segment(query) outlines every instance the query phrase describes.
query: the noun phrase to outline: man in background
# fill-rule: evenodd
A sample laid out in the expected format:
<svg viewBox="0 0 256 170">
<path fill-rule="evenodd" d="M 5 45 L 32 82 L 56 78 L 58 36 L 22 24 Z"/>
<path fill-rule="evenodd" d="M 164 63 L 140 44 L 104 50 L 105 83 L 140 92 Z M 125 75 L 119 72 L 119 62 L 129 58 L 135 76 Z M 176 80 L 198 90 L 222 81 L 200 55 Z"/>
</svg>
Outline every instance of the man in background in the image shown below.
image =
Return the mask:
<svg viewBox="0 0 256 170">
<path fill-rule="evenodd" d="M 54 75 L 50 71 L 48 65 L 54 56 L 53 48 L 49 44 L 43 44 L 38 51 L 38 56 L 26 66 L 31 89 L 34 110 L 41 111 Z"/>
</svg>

WHAT IS NEEDED: Render the entries from their first line through the line containing "5 45 L 32 82" as a JSON list of strings, one string per line, leaving out any blank lines.

REPLY:
[
  "segment(query) outlines every instance the query phrase describes.",
  "query: the noun phrase to outline: man in background",
  "# fill-rule: evenodd",
  "A sample laid out in the expected format:",
  "<svg viewBox=\"0 0 256 170\">",
  "<path fill-rule=\"evenodd\" d=\"M 5 45 L 32 82 L 56 78 L 58 36 L 22 24 Z\"/>"
]